(begin)

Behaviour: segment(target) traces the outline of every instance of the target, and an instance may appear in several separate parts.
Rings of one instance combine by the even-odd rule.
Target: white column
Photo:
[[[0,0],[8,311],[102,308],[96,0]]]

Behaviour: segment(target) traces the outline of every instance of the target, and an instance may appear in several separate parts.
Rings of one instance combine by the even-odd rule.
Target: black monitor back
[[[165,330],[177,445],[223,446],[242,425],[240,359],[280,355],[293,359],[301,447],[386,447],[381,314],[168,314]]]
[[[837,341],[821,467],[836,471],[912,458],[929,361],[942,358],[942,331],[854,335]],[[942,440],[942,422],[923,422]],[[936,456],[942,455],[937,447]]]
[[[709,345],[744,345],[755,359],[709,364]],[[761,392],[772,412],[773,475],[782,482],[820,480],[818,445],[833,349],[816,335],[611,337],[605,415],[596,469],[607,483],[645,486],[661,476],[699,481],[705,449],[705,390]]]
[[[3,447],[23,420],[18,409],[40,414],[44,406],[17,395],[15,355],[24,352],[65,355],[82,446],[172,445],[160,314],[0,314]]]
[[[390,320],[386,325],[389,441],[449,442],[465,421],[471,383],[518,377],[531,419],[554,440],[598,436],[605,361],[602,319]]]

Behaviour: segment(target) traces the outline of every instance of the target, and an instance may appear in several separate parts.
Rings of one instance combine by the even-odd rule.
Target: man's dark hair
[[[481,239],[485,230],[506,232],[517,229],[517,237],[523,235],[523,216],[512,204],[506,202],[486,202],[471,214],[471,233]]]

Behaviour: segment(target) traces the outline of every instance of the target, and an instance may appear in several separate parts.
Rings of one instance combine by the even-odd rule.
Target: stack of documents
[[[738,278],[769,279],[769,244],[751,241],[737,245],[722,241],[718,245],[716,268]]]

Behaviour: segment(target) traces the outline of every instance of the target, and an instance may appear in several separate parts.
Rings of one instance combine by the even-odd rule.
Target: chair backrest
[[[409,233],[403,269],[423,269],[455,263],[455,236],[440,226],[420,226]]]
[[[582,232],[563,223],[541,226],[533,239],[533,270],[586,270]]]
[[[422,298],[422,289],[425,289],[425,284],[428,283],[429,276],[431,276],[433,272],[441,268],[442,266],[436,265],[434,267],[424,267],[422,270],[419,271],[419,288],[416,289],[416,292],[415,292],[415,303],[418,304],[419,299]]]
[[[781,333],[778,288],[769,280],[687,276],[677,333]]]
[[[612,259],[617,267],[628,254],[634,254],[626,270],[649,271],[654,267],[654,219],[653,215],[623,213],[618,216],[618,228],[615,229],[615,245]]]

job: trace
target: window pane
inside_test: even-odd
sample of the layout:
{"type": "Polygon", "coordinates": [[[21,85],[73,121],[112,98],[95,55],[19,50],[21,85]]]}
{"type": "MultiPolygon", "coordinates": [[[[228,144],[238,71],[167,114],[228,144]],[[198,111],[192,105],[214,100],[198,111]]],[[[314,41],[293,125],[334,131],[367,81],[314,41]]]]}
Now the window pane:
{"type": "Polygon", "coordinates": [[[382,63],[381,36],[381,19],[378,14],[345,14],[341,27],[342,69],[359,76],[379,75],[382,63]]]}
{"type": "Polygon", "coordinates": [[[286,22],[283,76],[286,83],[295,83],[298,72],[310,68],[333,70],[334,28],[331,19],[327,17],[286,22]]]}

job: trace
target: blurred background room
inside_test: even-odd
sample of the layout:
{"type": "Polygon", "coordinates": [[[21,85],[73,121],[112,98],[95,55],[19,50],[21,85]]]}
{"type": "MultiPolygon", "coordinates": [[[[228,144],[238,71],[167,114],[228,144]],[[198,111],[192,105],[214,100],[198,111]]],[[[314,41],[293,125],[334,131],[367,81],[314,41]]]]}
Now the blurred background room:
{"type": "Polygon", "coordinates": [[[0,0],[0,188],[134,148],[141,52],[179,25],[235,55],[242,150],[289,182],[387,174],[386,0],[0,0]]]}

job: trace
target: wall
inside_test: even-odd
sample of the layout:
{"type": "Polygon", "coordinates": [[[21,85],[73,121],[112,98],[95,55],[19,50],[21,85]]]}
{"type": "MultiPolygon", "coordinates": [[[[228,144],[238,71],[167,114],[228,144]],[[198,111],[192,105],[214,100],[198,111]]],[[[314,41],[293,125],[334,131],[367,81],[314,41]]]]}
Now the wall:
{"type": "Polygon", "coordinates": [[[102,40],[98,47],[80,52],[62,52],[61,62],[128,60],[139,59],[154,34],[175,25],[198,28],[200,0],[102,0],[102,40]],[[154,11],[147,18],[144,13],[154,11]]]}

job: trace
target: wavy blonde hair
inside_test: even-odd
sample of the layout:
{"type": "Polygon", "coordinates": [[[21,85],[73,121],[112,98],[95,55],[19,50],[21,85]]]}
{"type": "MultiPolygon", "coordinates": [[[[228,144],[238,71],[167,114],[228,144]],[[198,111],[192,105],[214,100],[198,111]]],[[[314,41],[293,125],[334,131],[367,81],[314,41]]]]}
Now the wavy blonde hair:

(end)

Copy all of the data above verbatim, line for line.

* **CORRECT ANSWER**
Behaviour: segment(target) traces the outline of every instance of the target, and an instance may appear in several separate parts.
Rings of one instance combine by the even-odd rule.
Target: white column
Photo:
[[[0,0],[8,311],[102,308],[96,0]]]

Behaviour: segment(target) traces the outline of every instance of the target, and an instance may appear in several separate parts.
Rings of one instance combine by the even-odd rule.
Target: black monitor back
[[[165,330],[177,445],[223,446],[242,425],[240,359],[280,355],[293,359],[301,447],[386,447],[381,314],[168,314]]]
[[[837,341],[821,467],[836,471],[912,458],[929,361],[942,358],[942,331],[854,335]],[[942,440],[942,422],[923,422]],[[936,456],[942,455],[937,447]]]
[[[709,345],[744,345],[755,359],[709,364]],[[761,392],[772,412],[773,475],[782,482],[820,480],[818,445],[833,349],[816,335],[611,337],[605,415],[596,469],[607,483],[645,486],[661,476],[699,481],[705,449],[705,390]]]
[[[3,447],[23,420],[18,409],[40,414],[44,406],[17,395],[15,355],[24,352],[65,355],[82,446],[172,445],[160,314],[0,314]]]
[[[390,320],[386,325],[389,441],[449,442],[465,421],[471,383],[518,377],[531,419],[554,440],[598,436],[605,361],[602,319]]]

Behaviour: segment(target) traces the outline of every instance of the target, and an instance may appear in several separate parts.
Rings of one instance combine by the even-odd rule.
Target: man's dark hair
[[[481,239],[485,230],[506,232],[517,229],[517,237],[523,235],[523,216],[512,204],[506,202],[486,202],[471,214],[471,233]]]

Behaviour: segment(target) traces the outline of every instance of the target, and an instance may appear in several separate parts.
Rings of one instance combine by the even-odd rule.
Target: stack of documents
[[[738,278],[769,279],[769,244],[751,241],[737,245],[722,241],[718,245],[716,268]]]

Behaviour: segment(target) traces the outline of every instance of the target, and an instance may appear in several separate parts.
Rings of one instance combine by the even-odd rule.
Target: chair backrest
[[[409,233],[403,269],[423,269],[455,263],[455,236],[440,226],[420,226]]]
[[[582,232],[563,223],[541,226],[533,239],[533,270],[586,270]]]
[[[422,298],[422,289],[425,289],[425,284],[428,283],[429,276],[431,276],[433,272],[441,268],[442,266],[436,265],[434,267],[424,267],[422,270],[419,271],[419,288],[416,289],[416,292],[415,292],[415,303],[418,304],[419,299]]]
[[[781,333],[778,288],[769,280],[687,276],[677,333]]]
[[[612,259],[617,267],[628,254],[634,254],[626,270],[649,271],[654,267],[654,219],[653,215],[623,213],[618,216],[618,228],[615,229],[615,245]]]

job: trace
target: window pane
inside_test: even-odd
sample of the layout:
{"type": "Polygon", "coordinates": [[[21,85],[73,121],[112,98],[95,55],[19,50],[21,85]]]}
{"type": "MultiPolygon", "coordinates": [[[[228,144],[238,71],[167,114],[228,144]],[[198,111],[192,105],[214,100],[198,111]]],[[[314,41],[293,125],[334,131],[367,81],[314,41]]]]}
Now the window pane:
{"type": "Polygon", "coordinates": [[[382,63],[381,36],[381,19],[378,14],[345,14],[341,27],[342,69],[359,76],[379,75],[382,63]]]}
{"type": "Polygon", "coordinates": [[[286,22],[283,76],[286,83],[295,83],[298,72],[310,68],[333,70],[334,28],[331,19],[327,17],[286,22]]]}

job: trace
target: blurred background room
inside_test: even-odd
sample of the layout:
{"type": "Polygon", "coordinates": [[[21,85],[73,121],[112,98],[95,55],[19,50],[21,85]]]}
{"type": "MultiPolygon", "coordinates": [[[[228,144],[238,71],[167,114],[228,144]],[[198,111],[192,105],[214,100],[198,111]]],[[[314,41],[293,125],[334,131],[367,81],[314,41]]]]}
Now the blurred background room:
{"type": "Polygon", "coordinates": [[[0,0],[0,188],[134,148],[141,52],[179,25],[235,55],[242,150],[289,182],[387,174],[386,0],[0,0]]]}

job: trace
target: wall
inside_test: even-odd
sample of the layout:
{"type": "Polygon", "coordinates": [[[21,85],[73,121],[112,98],[95,55],[19,50],[21,85]]]}
{"type": "MultiPolygon", "coordinates": [[[[228,144],[238,71],[167,114],[228,144]],[[198,111],[192,105],[214,100],[198,111]]],[[[314,41],[293,125],[334,131],[367,81],[314,41]]]]}
Now the wall:
{"type": "Polygon", "coordinates": [[[102,40],[98,47],[80,52],[62,52],[61,62],[128,60],[139,59],[154,34],[175,25],[198,28],[200,0],[102,0],[102,40]],[[154,11],[147,18],[144,13],[154,11]]]}

job: trace
target: wavy blonde hair
inside_test: even-odd
sample of the layout:
{"type": "Polygon", "coordinates": [[[21,85],[73,121],[112,98],[95,55],[19,50],[21,85]]]}
{"type": "MultiPolygon", "coordinates": [[[[228,144],[238,71],[167,114],[228,144]],[[198,111],[192,105],[214,100],[198,111]]],[[[314,41],[293,125],[334,131],[367,81],[314,41]]]]}
Now the wavy blonde hair:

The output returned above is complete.